→ Task instructions
Write out every one of the entries below as a two-column CSV with the headers "text" and "points", one row per entry. Put each value in a single quoted field, and replace any line breaks with spaces.

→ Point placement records
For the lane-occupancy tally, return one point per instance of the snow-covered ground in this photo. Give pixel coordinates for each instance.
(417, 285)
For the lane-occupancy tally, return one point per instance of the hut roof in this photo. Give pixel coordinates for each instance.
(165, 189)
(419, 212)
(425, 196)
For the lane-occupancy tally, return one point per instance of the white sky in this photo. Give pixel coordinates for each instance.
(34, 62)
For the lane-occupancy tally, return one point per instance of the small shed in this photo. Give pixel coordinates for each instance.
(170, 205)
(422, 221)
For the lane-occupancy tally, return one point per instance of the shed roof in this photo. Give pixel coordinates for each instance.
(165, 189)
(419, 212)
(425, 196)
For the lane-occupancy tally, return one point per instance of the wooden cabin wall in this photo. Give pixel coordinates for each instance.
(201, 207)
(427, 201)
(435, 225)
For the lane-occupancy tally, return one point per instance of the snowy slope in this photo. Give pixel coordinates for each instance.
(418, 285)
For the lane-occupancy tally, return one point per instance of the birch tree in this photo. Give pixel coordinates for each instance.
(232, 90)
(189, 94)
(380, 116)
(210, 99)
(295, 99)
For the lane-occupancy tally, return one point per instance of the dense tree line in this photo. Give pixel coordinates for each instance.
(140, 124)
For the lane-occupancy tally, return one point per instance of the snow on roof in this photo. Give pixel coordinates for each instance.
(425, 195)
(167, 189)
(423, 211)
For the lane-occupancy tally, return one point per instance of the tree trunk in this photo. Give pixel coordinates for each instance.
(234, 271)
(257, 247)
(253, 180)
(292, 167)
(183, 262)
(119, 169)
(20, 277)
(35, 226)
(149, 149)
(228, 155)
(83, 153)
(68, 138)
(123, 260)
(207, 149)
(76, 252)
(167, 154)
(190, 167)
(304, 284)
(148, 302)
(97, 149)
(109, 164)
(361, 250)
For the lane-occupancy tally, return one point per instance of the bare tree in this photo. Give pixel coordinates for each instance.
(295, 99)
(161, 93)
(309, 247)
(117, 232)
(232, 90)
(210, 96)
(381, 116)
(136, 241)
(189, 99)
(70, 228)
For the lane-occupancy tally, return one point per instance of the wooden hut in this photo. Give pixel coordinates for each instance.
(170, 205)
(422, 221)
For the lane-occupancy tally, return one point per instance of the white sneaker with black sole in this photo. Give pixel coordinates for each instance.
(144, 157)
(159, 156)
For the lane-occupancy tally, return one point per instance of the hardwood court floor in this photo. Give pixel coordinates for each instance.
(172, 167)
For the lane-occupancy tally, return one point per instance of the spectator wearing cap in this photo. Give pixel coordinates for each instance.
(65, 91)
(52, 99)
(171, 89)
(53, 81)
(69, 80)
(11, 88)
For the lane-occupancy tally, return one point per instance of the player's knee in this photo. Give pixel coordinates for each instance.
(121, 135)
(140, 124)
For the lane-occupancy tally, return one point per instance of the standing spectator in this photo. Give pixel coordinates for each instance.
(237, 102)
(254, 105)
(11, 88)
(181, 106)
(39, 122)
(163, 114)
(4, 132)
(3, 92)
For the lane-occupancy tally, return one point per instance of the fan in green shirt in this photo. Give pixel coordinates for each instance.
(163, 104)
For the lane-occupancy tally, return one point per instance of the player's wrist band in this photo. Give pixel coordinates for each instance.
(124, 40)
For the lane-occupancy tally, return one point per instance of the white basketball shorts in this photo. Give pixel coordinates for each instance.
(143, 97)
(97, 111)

→ Written answer
text,points
"For the lane-occupancy tally, return one point per instance of the snow-covered ground in this photo. Give pixel coordinates for each instance.","(417, 285)"
"For the lane-occupancy tally, return one point per instance of the hut roof in this photo. Give pixel coordinates for each instance.","(165, 189) (419, 212) (425, 196)"
"For the lane-occupancy tally, return one point per instance of the white sky in this photo. Give pixel coordinates for each instance.","(34, 62)"
"For the lane-occupancy tally, return one point per instance of the small shed in this photo. Give pixel coordinates for each instance.","(170, 205) (422, 221)"
"For the lane-occupancy tally, return one point per instance of the shed roof in this photo. Give pixel coordinates for each instance.","(165, 189) (419, 212) (425, 196)"
"For the lane-occupancy tally, return one point per instance of the wooden cabin wall in this photo. Give pixel coordinates for each instance.","(201, 207) (427, 201) (435, 225)"
"For the lane-occupancy tally, return one point per instance of the snowy slope in this photo. Give pixel coordinates for each instance.","(418, 285)"
"For the lane-occupancy tally, return one point per instance of the birch tree in this photo. Give pixel coordinates for each instance.","(232, 90) (189, 94) (380, 116) (210, 99) (295, 99)"
"For the lane-occupancy tally, return one point per instance of the dense tree line in this photo. Give pixel coordinates for each instance.","(140, 124)"
"For the lane-occupancy tally, return one point per instance of the snow on roof in this photo. Give pixel coordinates for each instance.","(425, 195) (167, 189) (423, 211)"
"For the lane-occupancy tally, return one point per instance of the tree trunk in this photo. Give pixel coordinates for each instance.","(234, 271) (257, 247) (253, 180) (292, 167) (183, 262) (119, 169) (20, 277) (35, 226) (149, 149) (228, 155) (83, 153) (68, 138) (123, 260) (207, 149) (76, 252) (167, 154) (190, 167) (304, 284) (148, 302) (97, 149) (109, 164) (361, 250)"
"For the lane-occupancy tally, return one point per instance of the bare tree in this photo. Give pixel coordinates for each instance.","(295, 99) (161, 93) (309, 247) (117, 232) (232, 90) (210, 96) (381, 116) (136, 241) (189, 99) (70, 228)"
"For the lane-occupancy tally, return one point per instance of the wooden hut in this photo. Give pixel coordinates for each instance.","(170, 205) (422, 221)"
"For the lane-occupancy tally, return one point per instance of the white sneaker with black sole in this photo. Give pixel coordinates for each instance.","(144, 157) (159, 156)"
"For the lane-occupancy tally, return one point per instance of the hardwood court floor in this photo. Give pixel coordinates for each instance.","(172, 167)"
"For the lane-occupancy tally, return one point per instance of the spectator wearing cap in this photo. Give pixel coordinates for each instance.","(65, 91) (52, 99) (171, 89) (53, 81) (69, 80) (11, 88)"
"For the lane-occupancy tally, return one point per instance of the player's knee in this photo. Give pixel coordinates for each instance.","(121, 135) (140, 124)"
"For the lane-occupancy tally, return one point per instance of the standing spectator in this photo. Give pixel coordinates for each instance.","(237, 102) (254, 105) (11, 88) (181, 106) (39, 122) (163, 114) (4, 132) (3, 92)"
"For the lane-occupancy tally, return one point per instance of the fan in green shirt in this photo. Give pixel coordinates for each instance.","(163, 104)"
"For the lane-occupancy tally, return one point per instance of the player's wrist band in this photo. Give pixel coordinates for each instance.","(124, 40)"
"For the lane-occupancy tally, return one point per instance of the white basketball shorts in this photo. Give pixel coordinates for each instance.","(143, 97) (97, 111)"